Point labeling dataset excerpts
┌────────
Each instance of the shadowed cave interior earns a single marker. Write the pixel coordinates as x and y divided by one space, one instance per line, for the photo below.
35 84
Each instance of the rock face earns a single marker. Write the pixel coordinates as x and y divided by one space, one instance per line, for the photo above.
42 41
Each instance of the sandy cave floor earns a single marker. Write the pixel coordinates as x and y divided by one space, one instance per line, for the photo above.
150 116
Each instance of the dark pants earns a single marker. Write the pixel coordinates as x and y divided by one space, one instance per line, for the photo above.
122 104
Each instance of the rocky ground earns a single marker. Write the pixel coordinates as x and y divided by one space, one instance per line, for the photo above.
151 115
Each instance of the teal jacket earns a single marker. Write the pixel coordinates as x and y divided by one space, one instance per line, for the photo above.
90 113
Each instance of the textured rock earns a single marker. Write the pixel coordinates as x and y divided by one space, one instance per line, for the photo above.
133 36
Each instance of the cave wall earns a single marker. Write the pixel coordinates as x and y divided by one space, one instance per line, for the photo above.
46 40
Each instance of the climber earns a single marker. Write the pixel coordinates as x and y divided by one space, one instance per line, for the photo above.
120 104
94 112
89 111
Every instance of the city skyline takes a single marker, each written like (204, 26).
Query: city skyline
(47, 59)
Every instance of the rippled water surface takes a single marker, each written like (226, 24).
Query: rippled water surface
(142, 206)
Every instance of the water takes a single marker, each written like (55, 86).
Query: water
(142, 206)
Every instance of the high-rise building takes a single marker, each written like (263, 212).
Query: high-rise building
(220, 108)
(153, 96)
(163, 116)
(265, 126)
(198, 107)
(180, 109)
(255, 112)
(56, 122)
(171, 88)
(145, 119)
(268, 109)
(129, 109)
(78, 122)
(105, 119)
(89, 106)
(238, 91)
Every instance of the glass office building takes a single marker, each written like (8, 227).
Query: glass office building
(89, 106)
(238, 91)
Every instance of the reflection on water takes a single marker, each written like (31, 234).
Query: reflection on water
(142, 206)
└────────
◆ **What you are asked to do**: Take the entries above and transcribe them in full.

◆ **The result**:
Each instance of the shadowed cave interior earns a single marker. Write the pixel coordinates as x and y divided by one space, one instance per line, for the photo below.
35 84
Each instance of the rock face earns a single marker. Write the pixel coordinates as x and y divided by one space, one instance per line, for the photo above.
42 41
Each instance of the sandy cave floor earns a single marker. Write the pixel coordinates as x and y divided by one space, one instance per line, for the photo above.
150 116
Each instance of the dark pants earns a single marker. Write the pixel coordinates as x and y divided by one space, one instance per line, for the photo above.
122 104
Each instance of the rocky ground earns a single marker. Write the pixel coordinates as x and y divided by one space, one instance per line, for the photo above.
151 115
Each instance of the teal jacket earns a single marker. Write the pixel coordinates as x and y divided by one space, one instance per line, for the photo above.
90 113
Each instance of the textured rock earns a single marker. Write the pixel coordinates as x and y divided by one space, one instance per line, for the photo above.
133 36
Each instance of the cave wall earns a single marker. Write the pixel coordinates as x and y divided by one space, one instance per line, for the photo above.
46 40
Each instance of the climber earns a single marker. Write the pixel coordinates as x and y divided by one space, one instance per line, for the photo above.
120 104
94 112
89 111
Every instance of the city skyline takes a single marker, each written like (204, 26).
Query: city skyline
(47, 59)
Every instance of the rippled water surface takes a single marker, each written like (226, 24).
Query: rippled water surface
(142, 206)
Every instance of the water takes a single marker, each written like (55, 86).
Query: water
(142, 206)
Every instance of the high-rise building takes a single marker, each written like (263, 212).
Query: high-rise building
(220, 108)
(153, 96)
(163, 116)
(265, 126)
(198, 107)
(180, 109)
(255, 112)
(56, 122)
(171, 88)
(145, 119)
(268, 109)
(129, 109)
(78, 122)
(105, 119)
(89, 106)
(238, 91)
Every instance of the glass office building takes a single marker, each written like (8, 227).
Query: glass office building
(89, 106)
(238, 91)
Every instance of the reflection on water takes a single marker, each written like (31, 234).
Query: reflection on water
(142, 206)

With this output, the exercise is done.